* **TASK DETAILS**
Copy every line in the data below that contains the string "plant". Case counts.

* **EXTRACTED INFORMATION**

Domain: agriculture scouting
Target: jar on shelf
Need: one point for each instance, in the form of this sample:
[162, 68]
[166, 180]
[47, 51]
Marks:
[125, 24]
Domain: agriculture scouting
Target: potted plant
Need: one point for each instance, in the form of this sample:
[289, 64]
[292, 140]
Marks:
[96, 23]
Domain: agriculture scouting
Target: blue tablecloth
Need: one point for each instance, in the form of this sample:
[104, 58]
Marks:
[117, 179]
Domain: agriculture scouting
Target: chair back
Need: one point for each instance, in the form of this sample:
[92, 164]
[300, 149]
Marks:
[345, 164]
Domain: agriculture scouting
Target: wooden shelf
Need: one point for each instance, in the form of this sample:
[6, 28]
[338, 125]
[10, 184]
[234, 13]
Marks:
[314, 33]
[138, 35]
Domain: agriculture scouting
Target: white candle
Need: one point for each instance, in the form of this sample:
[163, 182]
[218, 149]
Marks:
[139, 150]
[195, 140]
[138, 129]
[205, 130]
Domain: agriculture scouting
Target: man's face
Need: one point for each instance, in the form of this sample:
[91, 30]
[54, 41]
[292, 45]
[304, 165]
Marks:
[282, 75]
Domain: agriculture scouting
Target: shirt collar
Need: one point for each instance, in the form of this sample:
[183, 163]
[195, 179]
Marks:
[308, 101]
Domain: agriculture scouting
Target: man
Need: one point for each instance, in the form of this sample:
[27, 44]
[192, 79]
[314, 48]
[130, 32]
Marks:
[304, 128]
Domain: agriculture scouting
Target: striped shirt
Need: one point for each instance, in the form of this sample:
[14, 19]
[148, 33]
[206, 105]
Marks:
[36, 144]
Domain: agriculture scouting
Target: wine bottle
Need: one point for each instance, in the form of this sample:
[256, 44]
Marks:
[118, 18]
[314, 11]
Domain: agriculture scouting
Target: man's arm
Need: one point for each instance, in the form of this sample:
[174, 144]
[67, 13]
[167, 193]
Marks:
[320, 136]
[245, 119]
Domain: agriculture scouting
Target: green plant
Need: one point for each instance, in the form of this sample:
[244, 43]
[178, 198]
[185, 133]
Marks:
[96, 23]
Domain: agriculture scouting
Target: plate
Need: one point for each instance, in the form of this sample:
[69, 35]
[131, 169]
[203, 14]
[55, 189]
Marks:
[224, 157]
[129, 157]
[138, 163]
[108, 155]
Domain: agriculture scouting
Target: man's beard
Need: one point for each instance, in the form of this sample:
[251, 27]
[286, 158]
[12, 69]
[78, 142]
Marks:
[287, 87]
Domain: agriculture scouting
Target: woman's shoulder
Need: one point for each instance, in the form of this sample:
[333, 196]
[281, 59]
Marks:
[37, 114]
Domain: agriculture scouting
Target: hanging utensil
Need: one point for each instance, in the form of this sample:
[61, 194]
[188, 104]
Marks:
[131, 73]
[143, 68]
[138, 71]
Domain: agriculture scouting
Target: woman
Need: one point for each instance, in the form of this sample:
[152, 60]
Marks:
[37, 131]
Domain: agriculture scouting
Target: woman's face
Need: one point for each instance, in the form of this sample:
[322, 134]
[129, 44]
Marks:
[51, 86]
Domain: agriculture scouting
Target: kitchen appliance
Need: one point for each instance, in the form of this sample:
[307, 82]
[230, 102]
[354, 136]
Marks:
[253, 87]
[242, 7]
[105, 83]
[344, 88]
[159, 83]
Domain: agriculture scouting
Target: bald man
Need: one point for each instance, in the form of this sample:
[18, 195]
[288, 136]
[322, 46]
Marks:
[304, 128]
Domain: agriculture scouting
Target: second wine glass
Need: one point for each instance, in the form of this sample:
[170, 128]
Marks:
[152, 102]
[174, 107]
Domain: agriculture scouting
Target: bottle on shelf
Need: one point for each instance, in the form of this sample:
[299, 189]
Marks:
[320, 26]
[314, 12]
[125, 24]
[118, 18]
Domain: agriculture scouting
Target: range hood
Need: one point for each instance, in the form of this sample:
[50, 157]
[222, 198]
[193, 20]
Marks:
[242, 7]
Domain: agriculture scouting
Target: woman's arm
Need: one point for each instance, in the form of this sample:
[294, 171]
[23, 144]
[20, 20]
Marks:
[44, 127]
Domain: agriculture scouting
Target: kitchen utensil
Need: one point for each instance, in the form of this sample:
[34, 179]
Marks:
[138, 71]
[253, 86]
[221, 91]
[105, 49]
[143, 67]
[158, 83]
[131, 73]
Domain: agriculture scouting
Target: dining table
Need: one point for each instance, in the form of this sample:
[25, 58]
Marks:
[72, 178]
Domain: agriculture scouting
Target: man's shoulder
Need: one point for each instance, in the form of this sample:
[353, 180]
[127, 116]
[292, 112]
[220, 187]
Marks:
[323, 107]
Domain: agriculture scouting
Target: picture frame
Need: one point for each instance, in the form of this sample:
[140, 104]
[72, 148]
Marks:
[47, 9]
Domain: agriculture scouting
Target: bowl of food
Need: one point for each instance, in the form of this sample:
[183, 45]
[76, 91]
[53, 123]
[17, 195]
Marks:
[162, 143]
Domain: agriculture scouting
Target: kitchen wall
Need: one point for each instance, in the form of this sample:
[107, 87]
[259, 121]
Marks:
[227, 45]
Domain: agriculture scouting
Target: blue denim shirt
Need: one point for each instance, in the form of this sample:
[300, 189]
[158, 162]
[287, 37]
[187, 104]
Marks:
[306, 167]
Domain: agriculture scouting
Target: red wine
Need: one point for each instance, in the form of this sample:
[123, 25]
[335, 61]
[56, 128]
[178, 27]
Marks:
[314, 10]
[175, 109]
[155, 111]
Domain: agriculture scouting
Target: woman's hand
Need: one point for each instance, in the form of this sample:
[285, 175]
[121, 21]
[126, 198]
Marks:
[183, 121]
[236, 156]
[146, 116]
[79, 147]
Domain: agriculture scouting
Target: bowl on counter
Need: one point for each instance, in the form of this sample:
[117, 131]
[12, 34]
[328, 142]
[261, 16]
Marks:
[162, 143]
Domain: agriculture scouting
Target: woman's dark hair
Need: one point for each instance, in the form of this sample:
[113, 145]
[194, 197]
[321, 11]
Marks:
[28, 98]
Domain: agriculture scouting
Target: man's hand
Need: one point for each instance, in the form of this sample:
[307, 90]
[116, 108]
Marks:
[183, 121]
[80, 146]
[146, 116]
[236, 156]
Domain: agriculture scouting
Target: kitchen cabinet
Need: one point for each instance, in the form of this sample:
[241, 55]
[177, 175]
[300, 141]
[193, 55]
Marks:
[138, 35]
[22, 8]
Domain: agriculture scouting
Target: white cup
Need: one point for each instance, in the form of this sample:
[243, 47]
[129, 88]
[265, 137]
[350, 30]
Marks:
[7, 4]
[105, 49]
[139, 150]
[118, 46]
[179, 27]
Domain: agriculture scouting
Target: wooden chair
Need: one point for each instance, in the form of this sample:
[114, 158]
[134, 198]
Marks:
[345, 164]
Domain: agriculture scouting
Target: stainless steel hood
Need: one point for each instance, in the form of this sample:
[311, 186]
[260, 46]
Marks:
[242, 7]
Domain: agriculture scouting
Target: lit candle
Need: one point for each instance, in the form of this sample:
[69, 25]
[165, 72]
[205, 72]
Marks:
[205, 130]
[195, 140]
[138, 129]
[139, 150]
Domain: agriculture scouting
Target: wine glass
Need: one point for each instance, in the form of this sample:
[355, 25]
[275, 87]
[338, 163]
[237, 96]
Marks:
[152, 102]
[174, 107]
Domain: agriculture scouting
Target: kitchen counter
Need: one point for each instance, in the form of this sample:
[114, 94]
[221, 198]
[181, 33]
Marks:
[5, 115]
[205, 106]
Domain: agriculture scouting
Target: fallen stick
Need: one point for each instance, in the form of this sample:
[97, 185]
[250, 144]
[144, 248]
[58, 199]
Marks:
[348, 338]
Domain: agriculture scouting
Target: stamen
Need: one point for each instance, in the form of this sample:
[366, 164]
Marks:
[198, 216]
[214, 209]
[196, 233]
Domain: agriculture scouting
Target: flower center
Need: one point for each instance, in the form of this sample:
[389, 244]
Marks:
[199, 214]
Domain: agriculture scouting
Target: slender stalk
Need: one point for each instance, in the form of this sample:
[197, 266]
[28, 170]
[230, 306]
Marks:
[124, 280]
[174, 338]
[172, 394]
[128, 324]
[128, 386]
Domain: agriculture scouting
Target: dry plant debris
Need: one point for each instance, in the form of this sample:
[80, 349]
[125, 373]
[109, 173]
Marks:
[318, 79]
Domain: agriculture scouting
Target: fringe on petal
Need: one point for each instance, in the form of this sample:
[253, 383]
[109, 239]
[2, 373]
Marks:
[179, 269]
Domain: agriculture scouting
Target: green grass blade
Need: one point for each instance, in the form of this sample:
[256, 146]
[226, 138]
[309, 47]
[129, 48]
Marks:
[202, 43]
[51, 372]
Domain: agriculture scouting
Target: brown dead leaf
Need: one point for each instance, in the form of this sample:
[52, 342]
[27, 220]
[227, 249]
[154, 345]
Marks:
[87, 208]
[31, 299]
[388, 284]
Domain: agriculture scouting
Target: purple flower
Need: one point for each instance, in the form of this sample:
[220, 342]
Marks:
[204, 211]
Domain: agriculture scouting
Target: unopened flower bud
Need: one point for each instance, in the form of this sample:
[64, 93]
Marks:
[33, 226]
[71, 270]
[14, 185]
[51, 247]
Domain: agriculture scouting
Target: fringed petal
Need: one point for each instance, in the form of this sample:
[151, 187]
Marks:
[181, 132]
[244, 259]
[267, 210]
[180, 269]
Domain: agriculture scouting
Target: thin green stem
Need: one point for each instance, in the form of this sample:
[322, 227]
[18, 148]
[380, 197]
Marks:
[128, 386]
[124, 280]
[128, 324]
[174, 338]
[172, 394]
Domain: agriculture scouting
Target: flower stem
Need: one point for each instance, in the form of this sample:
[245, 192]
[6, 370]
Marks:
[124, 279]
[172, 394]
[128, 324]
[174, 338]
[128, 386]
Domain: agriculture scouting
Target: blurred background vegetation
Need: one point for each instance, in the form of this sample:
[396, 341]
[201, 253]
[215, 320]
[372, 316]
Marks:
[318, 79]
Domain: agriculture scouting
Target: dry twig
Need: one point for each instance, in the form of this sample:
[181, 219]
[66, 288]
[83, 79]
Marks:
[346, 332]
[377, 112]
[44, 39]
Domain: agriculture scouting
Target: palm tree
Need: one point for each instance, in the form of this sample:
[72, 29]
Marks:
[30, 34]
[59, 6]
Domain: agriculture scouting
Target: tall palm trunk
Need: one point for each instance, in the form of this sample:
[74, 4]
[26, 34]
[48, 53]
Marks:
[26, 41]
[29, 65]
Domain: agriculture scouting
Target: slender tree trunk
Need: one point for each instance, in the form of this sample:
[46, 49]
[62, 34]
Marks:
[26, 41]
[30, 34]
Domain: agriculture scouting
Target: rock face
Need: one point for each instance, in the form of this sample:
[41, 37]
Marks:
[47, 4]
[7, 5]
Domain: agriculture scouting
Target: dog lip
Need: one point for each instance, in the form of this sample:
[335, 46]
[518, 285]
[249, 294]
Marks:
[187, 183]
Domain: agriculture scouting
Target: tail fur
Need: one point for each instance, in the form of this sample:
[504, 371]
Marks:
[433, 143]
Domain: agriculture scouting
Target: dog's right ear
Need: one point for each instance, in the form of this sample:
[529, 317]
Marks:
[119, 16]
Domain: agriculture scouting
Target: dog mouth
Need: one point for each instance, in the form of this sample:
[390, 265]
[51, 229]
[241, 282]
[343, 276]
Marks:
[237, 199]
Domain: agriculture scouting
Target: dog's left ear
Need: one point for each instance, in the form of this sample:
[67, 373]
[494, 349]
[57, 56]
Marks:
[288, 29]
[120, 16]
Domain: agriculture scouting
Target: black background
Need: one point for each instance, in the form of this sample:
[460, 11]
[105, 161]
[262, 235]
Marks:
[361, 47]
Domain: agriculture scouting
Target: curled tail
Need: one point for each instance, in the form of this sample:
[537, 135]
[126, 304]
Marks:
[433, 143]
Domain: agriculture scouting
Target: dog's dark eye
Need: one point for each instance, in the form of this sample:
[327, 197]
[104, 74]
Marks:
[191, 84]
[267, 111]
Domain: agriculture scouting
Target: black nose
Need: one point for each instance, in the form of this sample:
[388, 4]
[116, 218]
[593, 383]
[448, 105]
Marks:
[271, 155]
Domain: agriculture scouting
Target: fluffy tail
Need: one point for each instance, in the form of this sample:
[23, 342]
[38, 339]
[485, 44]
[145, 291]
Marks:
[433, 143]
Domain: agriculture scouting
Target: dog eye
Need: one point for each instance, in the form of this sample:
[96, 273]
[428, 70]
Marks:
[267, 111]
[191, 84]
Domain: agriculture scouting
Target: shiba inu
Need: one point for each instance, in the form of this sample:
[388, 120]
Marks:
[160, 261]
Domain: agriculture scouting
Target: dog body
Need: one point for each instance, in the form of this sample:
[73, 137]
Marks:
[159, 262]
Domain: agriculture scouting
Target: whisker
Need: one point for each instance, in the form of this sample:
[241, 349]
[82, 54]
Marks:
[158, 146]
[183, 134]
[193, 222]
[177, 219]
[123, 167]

* **ANSWER TO THE PROBLEM**
Target: potted plant
Target: green plant
Target: dry plant debris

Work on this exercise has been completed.